* SOURCE EXTRACT *
[email protected]
[Top] [All Lists]

Composite Link Requirements

Subject: Composite Link Requirements
From: Curtis Villamizar
Date: Sat, 27 Feb 2010 04:00:22 -0500
Hi there good people of RTGWG,

This is in regards to the goals that are embodied in the RTGWG
acceptance of a draft to deal with requirements for composite link,
currently named draft-ietf-rtgwg-cl-requirement-00.txt

I'm bringing up two issues in this email.  One is prior composite link
work and the other is prior methods of handling composite link, which
should be acknowledged.  After that I just have some comments and
questions on the draft.

First issue is prior composite link work, both under the name
"composite link" and under other names.

* SHORT PROBLEM *
Rewrite the composite link post from "This is in regards" up to and including "under other names.", putting "message" in place of "email".

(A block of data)
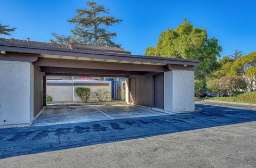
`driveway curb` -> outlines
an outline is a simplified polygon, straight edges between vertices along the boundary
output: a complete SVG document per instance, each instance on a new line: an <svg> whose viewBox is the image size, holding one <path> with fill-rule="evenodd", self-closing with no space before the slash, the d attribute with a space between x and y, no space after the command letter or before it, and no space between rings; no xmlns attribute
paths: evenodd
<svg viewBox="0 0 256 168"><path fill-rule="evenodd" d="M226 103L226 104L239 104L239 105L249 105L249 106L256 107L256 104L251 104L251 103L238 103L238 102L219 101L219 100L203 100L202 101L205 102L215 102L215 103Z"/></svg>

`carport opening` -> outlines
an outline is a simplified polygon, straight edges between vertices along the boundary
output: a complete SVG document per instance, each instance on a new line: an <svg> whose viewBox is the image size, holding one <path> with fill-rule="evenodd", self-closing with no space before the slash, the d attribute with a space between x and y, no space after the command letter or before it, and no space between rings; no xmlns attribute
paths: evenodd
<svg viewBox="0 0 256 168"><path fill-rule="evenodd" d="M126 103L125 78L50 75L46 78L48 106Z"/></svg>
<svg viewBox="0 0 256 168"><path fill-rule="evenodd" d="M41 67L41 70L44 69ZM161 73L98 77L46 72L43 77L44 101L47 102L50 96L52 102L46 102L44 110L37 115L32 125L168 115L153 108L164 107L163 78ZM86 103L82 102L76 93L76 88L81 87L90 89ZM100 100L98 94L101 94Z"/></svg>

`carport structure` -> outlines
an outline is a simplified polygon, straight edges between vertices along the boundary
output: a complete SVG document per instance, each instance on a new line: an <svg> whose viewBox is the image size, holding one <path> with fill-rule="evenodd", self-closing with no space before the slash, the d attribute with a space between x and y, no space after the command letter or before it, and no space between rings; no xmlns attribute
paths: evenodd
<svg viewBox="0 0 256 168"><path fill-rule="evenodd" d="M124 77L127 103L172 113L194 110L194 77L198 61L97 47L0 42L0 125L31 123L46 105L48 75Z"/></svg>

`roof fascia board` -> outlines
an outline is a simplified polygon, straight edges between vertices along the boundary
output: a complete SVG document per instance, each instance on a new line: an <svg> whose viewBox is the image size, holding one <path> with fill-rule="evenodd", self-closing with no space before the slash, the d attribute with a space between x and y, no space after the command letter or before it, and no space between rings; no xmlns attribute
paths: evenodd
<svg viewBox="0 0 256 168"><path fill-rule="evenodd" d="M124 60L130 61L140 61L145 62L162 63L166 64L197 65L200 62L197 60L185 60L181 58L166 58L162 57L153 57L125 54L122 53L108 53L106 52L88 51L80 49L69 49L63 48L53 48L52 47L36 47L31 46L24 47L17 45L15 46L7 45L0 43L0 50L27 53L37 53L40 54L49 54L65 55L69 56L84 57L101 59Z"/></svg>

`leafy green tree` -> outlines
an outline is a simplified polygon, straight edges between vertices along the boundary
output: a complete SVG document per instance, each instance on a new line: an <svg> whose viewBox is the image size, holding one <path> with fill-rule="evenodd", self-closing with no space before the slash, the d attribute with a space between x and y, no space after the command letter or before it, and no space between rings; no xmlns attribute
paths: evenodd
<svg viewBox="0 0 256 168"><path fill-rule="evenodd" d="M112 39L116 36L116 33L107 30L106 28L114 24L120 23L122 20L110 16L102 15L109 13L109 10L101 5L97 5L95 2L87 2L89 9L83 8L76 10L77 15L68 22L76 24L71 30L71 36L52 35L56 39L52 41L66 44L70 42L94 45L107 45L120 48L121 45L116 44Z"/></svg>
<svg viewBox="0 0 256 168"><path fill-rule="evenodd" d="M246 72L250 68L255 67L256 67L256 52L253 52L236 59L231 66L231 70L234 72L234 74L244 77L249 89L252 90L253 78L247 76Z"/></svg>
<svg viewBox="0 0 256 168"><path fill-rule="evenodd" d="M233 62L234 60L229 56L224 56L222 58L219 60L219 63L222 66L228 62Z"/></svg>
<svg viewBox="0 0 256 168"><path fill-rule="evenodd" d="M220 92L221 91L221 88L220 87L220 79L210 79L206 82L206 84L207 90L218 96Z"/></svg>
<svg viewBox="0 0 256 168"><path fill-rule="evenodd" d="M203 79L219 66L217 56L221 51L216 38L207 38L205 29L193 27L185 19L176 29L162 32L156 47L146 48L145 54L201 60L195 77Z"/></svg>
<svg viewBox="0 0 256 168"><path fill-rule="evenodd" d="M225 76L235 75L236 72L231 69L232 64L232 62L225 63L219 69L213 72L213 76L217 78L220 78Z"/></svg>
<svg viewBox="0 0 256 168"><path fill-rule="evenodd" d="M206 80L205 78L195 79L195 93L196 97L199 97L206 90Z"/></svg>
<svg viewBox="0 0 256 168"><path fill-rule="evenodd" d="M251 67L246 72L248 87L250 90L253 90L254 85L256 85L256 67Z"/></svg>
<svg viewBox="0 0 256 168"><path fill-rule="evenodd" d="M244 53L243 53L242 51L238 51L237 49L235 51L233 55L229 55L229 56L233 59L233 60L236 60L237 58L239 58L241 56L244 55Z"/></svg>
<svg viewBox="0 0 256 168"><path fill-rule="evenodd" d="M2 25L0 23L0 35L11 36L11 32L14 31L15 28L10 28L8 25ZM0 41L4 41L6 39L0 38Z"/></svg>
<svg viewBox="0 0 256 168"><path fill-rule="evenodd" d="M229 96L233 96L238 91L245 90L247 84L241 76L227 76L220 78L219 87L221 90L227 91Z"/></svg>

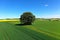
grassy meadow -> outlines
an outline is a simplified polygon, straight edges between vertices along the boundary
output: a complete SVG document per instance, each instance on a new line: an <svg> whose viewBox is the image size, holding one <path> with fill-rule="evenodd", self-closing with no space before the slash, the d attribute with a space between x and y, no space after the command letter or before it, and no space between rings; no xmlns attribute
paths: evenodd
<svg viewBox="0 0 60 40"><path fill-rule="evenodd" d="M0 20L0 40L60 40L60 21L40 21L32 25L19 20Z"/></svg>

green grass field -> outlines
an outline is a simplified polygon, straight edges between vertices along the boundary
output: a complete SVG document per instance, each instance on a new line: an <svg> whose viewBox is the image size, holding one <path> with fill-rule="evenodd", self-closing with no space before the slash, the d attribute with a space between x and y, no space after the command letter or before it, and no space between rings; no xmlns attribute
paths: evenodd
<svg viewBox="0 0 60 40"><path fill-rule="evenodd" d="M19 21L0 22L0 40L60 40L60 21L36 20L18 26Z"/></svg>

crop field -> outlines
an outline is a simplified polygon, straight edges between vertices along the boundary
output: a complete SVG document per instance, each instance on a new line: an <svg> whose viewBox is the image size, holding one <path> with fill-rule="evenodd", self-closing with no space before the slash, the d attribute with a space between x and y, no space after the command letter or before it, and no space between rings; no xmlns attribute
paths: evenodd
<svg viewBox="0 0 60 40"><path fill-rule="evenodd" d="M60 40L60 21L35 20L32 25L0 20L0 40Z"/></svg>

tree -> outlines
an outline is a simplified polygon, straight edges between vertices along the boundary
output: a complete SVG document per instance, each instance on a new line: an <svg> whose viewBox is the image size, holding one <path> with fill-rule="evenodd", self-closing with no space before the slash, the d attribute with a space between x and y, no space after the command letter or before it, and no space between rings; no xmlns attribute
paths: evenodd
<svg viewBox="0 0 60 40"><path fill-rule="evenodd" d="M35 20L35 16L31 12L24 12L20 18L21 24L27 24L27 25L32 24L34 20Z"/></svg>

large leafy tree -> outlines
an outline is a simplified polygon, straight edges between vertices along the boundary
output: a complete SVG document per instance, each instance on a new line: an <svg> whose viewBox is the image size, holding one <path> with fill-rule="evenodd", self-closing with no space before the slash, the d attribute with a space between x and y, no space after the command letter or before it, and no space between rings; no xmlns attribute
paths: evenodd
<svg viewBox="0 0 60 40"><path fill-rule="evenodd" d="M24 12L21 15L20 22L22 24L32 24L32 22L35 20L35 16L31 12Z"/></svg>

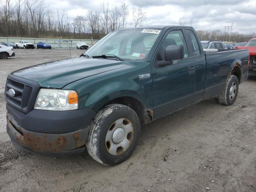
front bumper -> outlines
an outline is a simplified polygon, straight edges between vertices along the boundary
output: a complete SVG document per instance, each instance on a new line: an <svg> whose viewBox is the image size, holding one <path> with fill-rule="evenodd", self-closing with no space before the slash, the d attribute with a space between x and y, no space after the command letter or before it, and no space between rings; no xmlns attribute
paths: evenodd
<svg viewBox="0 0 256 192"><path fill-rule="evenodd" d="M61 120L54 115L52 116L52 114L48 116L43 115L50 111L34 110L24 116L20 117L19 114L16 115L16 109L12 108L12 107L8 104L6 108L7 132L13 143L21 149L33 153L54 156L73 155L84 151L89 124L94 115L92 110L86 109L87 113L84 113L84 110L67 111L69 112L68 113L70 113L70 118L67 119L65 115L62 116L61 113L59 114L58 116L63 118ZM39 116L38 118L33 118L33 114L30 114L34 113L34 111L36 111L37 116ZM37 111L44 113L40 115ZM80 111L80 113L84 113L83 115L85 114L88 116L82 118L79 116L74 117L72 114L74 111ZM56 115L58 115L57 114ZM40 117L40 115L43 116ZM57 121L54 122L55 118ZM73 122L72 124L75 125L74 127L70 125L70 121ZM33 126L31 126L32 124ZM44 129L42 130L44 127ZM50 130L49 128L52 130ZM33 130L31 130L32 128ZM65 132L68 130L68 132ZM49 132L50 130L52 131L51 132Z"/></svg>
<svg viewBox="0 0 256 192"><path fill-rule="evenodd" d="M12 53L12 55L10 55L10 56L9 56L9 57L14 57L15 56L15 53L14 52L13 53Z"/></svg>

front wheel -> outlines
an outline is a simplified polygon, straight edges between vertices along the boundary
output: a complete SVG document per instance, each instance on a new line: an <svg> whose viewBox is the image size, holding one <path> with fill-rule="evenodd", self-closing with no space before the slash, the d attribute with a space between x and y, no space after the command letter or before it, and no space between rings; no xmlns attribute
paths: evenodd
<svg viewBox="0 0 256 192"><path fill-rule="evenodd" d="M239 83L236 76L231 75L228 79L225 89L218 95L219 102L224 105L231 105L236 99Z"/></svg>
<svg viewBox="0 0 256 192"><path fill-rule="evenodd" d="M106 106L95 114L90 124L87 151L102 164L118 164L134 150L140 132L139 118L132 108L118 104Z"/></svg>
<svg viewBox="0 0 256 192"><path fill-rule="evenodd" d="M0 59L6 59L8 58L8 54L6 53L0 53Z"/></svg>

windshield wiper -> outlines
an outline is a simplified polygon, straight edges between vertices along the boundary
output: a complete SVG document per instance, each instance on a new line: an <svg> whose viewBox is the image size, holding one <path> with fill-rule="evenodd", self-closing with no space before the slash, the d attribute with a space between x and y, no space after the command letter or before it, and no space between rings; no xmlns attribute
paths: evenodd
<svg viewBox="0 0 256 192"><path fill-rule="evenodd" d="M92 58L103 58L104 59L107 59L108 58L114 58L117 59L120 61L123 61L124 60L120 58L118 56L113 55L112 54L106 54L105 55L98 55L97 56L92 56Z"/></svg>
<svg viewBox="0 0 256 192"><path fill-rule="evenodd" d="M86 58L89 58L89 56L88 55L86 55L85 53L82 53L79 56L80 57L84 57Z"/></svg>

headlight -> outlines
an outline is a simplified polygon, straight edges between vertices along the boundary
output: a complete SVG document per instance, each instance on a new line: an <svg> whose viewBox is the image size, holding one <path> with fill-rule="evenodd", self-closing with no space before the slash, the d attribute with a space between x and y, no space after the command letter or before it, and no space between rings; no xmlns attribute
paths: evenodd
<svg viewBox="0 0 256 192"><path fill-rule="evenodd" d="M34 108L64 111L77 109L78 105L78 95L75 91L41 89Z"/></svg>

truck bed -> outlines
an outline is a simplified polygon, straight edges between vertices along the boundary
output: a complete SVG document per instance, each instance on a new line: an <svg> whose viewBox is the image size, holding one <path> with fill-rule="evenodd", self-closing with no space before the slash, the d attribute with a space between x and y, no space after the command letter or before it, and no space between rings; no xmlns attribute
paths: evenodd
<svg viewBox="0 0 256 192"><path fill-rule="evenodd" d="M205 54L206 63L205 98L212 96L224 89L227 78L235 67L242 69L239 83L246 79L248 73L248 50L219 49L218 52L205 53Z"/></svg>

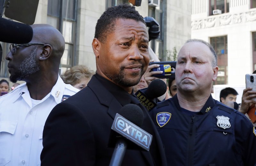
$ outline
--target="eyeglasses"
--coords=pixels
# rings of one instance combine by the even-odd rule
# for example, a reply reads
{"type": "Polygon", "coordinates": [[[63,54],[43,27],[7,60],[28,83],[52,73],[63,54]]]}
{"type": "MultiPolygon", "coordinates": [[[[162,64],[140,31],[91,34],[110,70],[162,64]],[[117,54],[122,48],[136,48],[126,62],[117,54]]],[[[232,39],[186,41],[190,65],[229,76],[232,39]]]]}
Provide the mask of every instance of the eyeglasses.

---

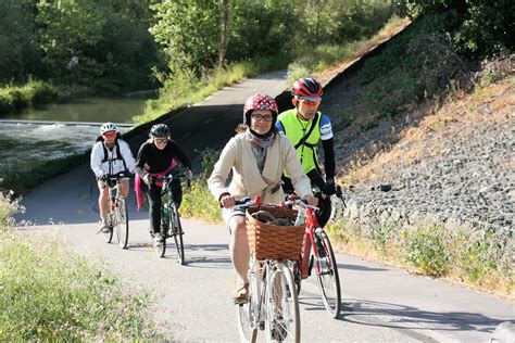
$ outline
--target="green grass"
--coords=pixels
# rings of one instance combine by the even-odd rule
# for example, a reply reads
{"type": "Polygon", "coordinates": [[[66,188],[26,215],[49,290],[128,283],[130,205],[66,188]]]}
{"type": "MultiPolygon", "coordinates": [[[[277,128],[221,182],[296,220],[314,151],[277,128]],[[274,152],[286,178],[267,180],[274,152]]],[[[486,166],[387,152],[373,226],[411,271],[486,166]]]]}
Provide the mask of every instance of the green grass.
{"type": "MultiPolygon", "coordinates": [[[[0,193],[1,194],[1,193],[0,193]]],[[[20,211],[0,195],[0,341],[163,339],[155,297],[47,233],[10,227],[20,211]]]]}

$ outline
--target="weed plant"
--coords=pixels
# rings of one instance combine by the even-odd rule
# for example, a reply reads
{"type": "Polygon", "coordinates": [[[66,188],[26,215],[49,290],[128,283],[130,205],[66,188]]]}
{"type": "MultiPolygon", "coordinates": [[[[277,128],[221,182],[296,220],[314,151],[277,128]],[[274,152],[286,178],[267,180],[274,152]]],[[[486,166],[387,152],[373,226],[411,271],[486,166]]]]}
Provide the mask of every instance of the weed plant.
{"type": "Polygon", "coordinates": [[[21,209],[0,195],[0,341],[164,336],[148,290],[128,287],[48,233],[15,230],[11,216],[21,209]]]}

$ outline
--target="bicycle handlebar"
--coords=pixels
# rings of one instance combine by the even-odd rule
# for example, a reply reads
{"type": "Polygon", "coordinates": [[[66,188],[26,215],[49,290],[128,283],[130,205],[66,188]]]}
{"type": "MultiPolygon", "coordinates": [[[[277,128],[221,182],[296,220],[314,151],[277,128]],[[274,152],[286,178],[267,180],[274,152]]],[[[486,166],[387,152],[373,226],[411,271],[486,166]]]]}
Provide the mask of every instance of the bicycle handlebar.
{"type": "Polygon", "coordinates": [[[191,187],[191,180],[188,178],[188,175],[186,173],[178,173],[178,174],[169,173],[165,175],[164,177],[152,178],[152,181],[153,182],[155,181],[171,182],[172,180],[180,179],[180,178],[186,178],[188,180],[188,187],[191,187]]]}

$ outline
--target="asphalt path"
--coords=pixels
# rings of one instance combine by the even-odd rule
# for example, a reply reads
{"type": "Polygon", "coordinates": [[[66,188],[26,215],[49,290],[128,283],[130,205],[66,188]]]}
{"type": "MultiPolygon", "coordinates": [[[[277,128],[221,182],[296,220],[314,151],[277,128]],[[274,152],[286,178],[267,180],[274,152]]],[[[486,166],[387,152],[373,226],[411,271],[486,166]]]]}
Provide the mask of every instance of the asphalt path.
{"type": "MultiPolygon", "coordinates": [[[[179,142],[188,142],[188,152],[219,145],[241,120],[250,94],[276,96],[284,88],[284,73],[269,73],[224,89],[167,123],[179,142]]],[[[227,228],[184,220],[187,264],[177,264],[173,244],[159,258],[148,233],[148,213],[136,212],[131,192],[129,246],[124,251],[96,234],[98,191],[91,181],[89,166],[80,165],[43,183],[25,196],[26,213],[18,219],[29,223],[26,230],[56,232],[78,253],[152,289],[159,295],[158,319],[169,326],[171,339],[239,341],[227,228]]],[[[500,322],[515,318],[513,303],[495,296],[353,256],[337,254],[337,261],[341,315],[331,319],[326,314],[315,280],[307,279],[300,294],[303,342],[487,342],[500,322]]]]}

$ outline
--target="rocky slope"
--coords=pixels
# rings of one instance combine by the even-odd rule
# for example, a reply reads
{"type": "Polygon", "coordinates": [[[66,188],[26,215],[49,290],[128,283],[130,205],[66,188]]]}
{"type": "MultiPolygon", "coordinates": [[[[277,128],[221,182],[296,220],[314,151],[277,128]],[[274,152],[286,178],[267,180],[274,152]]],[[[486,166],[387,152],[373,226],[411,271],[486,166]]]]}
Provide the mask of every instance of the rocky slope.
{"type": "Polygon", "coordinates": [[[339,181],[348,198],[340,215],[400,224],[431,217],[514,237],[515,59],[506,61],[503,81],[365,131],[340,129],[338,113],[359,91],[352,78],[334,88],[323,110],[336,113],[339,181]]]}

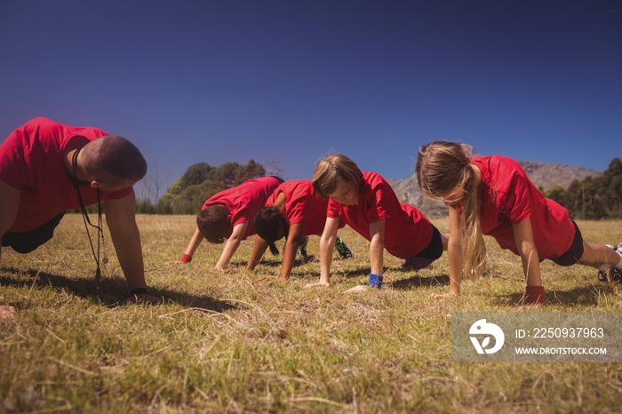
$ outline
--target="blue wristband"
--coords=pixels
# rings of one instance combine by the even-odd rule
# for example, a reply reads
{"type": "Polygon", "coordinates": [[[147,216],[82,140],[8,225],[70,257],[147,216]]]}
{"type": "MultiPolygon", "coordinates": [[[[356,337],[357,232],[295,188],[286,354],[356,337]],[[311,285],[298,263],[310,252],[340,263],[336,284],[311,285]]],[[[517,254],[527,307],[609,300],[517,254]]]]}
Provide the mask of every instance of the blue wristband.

* SOLUTION TO THIS TASK *
This is in regards to the goals that are embodied in the RTGWG
acceptance of a draft to deal with requirements for composite link,
currently named draft-ietf-rtgwg-cl-requirement-00.txt

I'm bringing up two issues in this message.  One is prior composite link
work and the other is prior methods of handling composite link, which
should be acknowledged.  After that I just have some comments and
questions on the draft.

First issue is prior composite link work, both under the name
"composite link" and under other names.